» **TASK DESCRIPTION**
Summarize the on-off sprinkler text below in two sentences.

» **SELECTED PASSAGE**
————————
On-off sprinkler

Abstract

An improved sprinkler for a fire protection sprinkler system in which the sprinkler opens to discharge water at one temperature and closes to stop the flow of water at a lower temperature. A pilot valve is actuated by a bimetal disc which also resiliently biases the pilot valve in a closed position. The bimetal disc has a snap action resulting in better control of the "on" and "off" temperatures of the sprinkler. A thermal delay for closing is obtained by the hysteresis which is designed into the bimetal disc.

Description

BRIEF SUMMARY OF THE INVENTION

Conventional sprinklers for fire sprinkler systems are single operation devices wherein a heat responsive member releases a plug which is positioned to prevent the flow of water from the sprinkler. When the plug is released, water flows against a deflector which disperses the water in a desired pattern. Such a sprinkler must be replaced after a fire and the entire sprinkler system must be shut off to replace the sprinkler.

Many attempts have been made to produce a sprinkler which would shut itself off after a fire is extinguished. Such a sprinkler would conserve water because the flow of water is shut off, and it would be ready to operate immediately if the fire should start up again. In one design a fluid balanced piston valve is utilized to control flow of the extinguishing fluid from the sprinkler. A pilot valve controls the fluid balance and, thus, the position of the piston valve in either an open or a closed position. The pilot valve in turn is positioned by a leaf bimetal member which is responsive to atmospheric temperature. (See U.S. Pat. No. 917,292.)

The present invention provides an improved pilot valve arrangement in which a bimetal snap disc is used to position the pilot valve. The bimetal disc is positioned to load or resiliently bias the pilot valve toward a closed position. A hysteresis is built into the disc and is utilized to move the pilot valve to its closed position at a temperature lower than that at which the pilot valve is moved to an open position. With this built-in thermal delay, the sprinkler is not shut off until the surrounding temperature is low enough to assure that the fire is out.

An object of the present invention is to provide an improved on-off sprinkler having a fluid balanced main valve and a pilot valve for controlling the fluid balance on the main valve, in which the operating temperature of the sprinkler is controlled to close tolerances for both an "on" operation and an "off" operation.

Another object is to provide an improved on-off sprinkler in which the pilot valve is moved with a snap action.
————————
» **RECORD LIST**
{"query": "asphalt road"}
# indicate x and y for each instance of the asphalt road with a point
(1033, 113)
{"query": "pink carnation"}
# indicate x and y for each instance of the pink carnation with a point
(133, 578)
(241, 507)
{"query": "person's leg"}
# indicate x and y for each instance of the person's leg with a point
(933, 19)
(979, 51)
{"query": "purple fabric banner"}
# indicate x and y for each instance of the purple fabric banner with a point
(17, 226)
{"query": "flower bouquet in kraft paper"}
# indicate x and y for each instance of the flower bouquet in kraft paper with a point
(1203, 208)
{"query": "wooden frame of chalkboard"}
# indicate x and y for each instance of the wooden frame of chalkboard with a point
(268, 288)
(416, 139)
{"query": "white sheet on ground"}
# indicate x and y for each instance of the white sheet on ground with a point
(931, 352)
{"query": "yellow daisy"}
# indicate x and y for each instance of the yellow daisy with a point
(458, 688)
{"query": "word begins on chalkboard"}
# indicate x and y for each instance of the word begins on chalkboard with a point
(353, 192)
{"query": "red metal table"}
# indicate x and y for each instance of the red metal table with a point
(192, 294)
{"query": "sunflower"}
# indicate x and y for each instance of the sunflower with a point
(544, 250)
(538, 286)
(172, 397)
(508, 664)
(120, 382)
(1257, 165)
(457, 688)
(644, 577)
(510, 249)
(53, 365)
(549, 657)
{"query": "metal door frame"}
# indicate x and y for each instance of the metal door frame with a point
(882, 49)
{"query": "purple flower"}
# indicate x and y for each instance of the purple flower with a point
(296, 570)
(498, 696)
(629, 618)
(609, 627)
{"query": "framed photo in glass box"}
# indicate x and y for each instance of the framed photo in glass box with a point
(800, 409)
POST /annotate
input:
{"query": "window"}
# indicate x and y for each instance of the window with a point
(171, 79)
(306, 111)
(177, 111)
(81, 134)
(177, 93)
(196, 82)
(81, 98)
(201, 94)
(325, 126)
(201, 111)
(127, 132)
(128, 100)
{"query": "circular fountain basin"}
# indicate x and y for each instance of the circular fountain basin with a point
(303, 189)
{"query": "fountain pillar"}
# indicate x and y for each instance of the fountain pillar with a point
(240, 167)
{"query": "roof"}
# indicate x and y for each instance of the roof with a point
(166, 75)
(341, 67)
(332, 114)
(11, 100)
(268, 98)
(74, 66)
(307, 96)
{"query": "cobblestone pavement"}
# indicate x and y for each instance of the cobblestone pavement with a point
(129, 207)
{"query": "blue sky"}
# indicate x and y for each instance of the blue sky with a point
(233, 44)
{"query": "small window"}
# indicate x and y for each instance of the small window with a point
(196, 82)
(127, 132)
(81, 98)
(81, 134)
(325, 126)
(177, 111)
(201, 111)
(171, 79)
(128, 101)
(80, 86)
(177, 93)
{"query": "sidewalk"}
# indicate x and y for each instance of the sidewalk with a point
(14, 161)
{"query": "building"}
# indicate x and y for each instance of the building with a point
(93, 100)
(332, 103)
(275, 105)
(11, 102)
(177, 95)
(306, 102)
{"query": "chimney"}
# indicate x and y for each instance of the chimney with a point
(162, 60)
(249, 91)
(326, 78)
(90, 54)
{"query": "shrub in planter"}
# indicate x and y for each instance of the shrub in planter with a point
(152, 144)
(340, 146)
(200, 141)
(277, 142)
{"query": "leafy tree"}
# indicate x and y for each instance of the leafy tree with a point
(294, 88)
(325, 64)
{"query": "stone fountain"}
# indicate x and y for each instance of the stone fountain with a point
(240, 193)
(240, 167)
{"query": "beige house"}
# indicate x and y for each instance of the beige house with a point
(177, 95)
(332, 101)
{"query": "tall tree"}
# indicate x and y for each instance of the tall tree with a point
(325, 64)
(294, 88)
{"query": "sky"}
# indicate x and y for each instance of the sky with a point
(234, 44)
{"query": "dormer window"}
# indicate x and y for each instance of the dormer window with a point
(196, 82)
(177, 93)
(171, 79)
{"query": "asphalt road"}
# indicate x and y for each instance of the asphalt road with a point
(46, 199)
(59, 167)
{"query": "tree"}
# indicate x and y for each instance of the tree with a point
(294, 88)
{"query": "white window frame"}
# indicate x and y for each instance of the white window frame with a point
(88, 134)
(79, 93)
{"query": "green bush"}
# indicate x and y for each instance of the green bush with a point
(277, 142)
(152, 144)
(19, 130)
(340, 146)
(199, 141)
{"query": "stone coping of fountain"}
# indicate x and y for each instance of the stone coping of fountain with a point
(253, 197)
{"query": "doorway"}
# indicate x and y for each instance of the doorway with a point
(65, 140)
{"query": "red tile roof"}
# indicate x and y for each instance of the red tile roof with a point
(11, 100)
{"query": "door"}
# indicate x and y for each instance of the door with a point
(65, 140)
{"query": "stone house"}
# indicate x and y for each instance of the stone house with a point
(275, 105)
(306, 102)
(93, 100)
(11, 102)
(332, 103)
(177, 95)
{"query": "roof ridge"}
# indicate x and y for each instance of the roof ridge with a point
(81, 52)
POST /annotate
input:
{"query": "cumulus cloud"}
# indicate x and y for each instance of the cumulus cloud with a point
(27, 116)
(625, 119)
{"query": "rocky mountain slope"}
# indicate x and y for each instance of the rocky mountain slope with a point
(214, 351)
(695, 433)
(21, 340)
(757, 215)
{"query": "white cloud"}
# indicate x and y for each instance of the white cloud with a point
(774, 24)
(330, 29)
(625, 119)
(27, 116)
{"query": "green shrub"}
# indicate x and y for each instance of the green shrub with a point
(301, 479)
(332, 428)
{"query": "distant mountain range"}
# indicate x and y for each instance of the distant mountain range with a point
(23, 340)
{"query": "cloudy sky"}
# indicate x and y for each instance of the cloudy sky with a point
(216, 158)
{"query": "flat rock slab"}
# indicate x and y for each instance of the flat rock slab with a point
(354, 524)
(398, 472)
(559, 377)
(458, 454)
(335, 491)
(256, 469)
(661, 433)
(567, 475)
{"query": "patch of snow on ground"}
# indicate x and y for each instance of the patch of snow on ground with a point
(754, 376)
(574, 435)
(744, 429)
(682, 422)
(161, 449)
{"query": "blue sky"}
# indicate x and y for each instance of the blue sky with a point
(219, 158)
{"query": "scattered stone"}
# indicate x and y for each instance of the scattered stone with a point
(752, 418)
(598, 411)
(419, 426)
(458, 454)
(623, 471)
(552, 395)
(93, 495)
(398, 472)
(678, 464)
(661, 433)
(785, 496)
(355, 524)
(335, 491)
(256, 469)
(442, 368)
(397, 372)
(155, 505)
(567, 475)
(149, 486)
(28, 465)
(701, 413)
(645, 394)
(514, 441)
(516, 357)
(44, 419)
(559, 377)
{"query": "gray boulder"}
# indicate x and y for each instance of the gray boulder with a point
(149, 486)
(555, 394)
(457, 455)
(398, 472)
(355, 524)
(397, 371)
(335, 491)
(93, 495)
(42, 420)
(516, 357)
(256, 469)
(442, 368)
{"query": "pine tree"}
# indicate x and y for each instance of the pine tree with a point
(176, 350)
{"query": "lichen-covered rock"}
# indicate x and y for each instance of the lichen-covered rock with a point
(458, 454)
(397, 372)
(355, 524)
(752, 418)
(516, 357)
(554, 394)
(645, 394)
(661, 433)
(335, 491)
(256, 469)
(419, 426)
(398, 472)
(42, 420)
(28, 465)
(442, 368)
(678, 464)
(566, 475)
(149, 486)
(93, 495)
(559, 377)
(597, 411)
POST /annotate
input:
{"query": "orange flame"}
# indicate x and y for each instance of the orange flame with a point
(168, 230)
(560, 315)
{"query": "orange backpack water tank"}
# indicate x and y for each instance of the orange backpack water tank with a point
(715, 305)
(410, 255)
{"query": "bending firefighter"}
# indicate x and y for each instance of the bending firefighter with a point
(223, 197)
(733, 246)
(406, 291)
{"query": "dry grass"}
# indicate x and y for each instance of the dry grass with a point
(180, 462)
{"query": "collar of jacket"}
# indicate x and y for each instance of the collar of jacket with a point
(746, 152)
————————
» **WRITTEN ANSWER**
The text describes an improved fire protection sprinkler that opens to discharge water at one temperature and closes at a lower temperature, unlike conventional single-operation sprinklers that must be replaced after a fire. A bimetal snap disc positions a pilot valve and biases it closed, and the hysteresis built into the disc delays closing until the surrounding temperature is low enough to assure that the fire is out.